• Document extract
South Korean actor and singer (born 1982)

Eum Moon-suk (born 7 December 1982), also known by stage name SIC, is a South Korean actor and singer. He is best known for his roles in the television series The Fiery Priest (2019), Backstreet Rookie (2020), and Hello, Me! (2021), as well as the films Pipeline (2021) and The Roundup (2022).

• Entries supplied
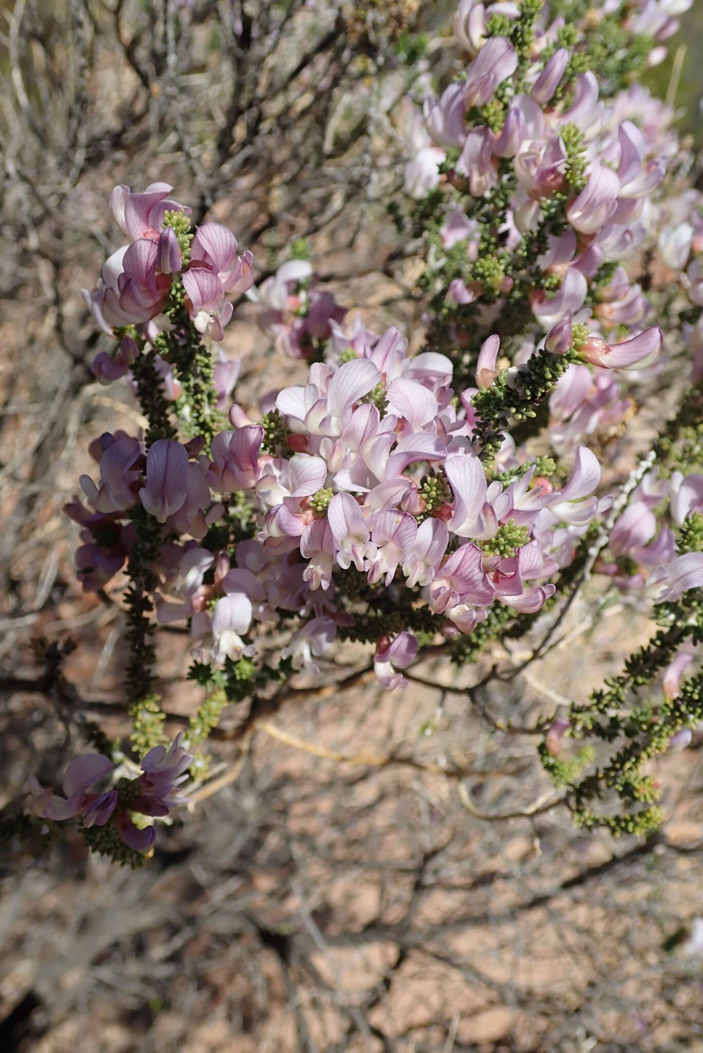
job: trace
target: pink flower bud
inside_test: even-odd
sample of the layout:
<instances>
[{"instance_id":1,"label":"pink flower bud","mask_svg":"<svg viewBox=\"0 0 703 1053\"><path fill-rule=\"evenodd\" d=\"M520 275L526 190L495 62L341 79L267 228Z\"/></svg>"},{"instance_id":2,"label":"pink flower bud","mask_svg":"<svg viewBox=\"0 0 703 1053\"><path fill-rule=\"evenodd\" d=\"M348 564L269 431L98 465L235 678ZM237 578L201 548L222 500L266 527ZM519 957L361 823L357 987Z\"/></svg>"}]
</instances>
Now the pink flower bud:
<instances>
[{"instance_id":1,"label":"pink flower bud","mask_svg":"<svg viewBox=\"0 0 703 1053\"><path fill-rule=\"evenodd\" d=\"M557 757L561 753L561 740L569 729L569 721L566 717L555 717L555 719L549 724L547 733L544 736L544 744L547 749L547 753L551 757Z\"/></svg>"}]
</instances>

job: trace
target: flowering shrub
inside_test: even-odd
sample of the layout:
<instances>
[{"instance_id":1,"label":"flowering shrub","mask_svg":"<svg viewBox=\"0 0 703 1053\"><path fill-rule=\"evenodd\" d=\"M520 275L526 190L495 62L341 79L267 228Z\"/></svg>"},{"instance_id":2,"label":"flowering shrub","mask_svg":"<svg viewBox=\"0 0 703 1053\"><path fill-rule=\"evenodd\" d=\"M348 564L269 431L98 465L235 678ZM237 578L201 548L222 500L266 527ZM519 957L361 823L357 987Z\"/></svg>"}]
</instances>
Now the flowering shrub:
<instances>
[{"instance_id":1,"label":"flowering shrub","mask_svg":"<svg viewBox=\"0 0 703 1053\"><path fill-rule=\"evenodd\" d=\"M141 774L93 792L114 770L104 744L68 768L65 797L33 781L36 815L78 817L91 847L136 862L155 836L140 817L179 802L186 770L201 777L224 706L318 675L345 640L373 649L389 691L428 648L465 665L538 625L539 654L598 574L660 629L537 729L540 755L578 823L660 821L646 761L703 718L703 216L672 114L638 78L686 6L461 0L457 75L413 117L393 207L426 250L419 354L345 317L307 260L255 289L252 254L220 223L192 225L170 186L115 188L129 241L85 293L114 340L93 370L129 378L148 428L91 445L95 478L66 512L83 588L128 581ZM212 350L244 294L308 366L255 419L232 401L237 363ZM608 440L662 384L678 416L614 478ZM154 632L173 622L207 692L193 754L180 736L166 751L154 690Z\"/></svg>"}]
</instances>

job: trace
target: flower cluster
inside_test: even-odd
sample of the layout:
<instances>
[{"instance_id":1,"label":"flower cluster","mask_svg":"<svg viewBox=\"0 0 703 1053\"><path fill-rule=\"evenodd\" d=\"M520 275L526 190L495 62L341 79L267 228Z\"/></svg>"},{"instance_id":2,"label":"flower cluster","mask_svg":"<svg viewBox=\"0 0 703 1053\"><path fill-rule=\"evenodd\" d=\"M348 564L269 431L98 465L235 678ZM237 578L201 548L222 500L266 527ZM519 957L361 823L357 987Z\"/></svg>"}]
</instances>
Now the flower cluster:
<instances>
[{"instance_id":1,"label":"flower cluster","mask_svg":"<svg viewBox=\"0 0 703 1053\"><path fill-rule=\"evenodd\" d=\"M193 324L210 339L222 340L233 313L225 296L241 296L252 287L254 258L249 252L237 253L237 239L221 223L203 223L192 237L190 210L168 198L172 190L167 183L150 183L142 194L115 187L113 215L129 243L113 253L97 287L93 293L84 290L83 298L100 327L112 335L162 314L174 276L180 275ZM134 356L134 347L121 345L109 379L123 375ZM122 373L117 372L121 367Z\"/></svg>"},{"instance_id":2,"label":"flower cluster","mask_svg":"<svg viewBox=\"0 0 703 1053\"><path fill-rule=\"evenodd\" d=\"M332 293L319 289L319 278L304 259L282 263L250 297L262 307L259 325L289 358L321 357L333 326L346 314Z\"/></svg>"},{"instance_id":3,"label":"flower cluster","mask_svg":"<svg viewBox=\"0 0 703 1053\"><path fill-rule=\"evenodd\" d=\"M348 318L300 244L257 289L252 255L222 224L193 229L170 186L115 188L129 244L86 294L115 339L93 369L103 383L127 377L148 426L92 443L97 473L66 512L83 588L125 574L143 771L93 792L112 767L82 758L65 798L33 783L38 814L150 845L132 816L165 814L154 809L172 807L192 759L180 739L162 744L159 624L187 623L189 676L208 692L196 751L224 706L316 676L336 641L369 644L379 682L402 688L423 648L473 661L561 597L568 609L596 572L654 608L661 631L587 703L545 721L540 756L584 827L651 829L643 766L703 717L700 675L683 679L703 642L703 197L671 108L637 83L686 6L461 0L463 69L415 112L413 203L393 210L426 250L416 355L398 329ZM209 344L242 294L307 370L250 414L239 363ZM602 480L640 393L684 356L694 395L641 470ZM662 670L663 701L641 703ZM592 749L565 754L588 736L623 741L581 777ZM644 810L598 816L588 802L606 791Z\"/></svg>"},{"instance_id":4,"label":"flower cluster","mask_svg":"<svg viewBox=\"0 0 703 1053\"><path fill-rule=\"evenodd\" d=\"M84 830L109 828L103 830L102 838L93 838L98 850L108 846L114 849L111 846L114 833L133 852L149 852L156 841L156 829L144 824L141 817L162 818L186 802L181 790L193 757L181 746L181 738L177 735L167 750L164 746L154 747L142 759L141 775L123 778L109 790L95 790L96 783L105 783L115 771L109 757L100 753L84 754L68 764L62 782L64 797L51 789L42 790L32 775L27 780L32 811L52 821L78 818ZM139 817L139 824L135 817Z\"/></svg>"}]
</instances>

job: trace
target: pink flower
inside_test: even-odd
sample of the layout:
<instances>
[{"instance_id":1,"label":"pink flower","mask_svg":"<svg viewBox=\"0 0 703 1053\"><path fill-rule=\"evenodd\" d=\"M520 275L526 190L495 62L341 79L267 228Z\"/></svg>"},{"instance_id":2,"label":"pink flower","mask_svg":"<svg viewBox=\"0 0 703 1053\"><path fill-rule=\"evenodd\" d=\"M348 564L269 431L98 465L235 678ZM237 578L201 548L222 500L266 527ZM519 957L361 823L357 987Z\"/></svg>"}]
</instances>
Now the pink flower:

• Try it
List every television series named in the Eum Moon-suk passage, with the year it gives for each.

• Your solution
The Fiery Priest (2019)
Backstreet Rookie (2020)
Hello, Me! (2021)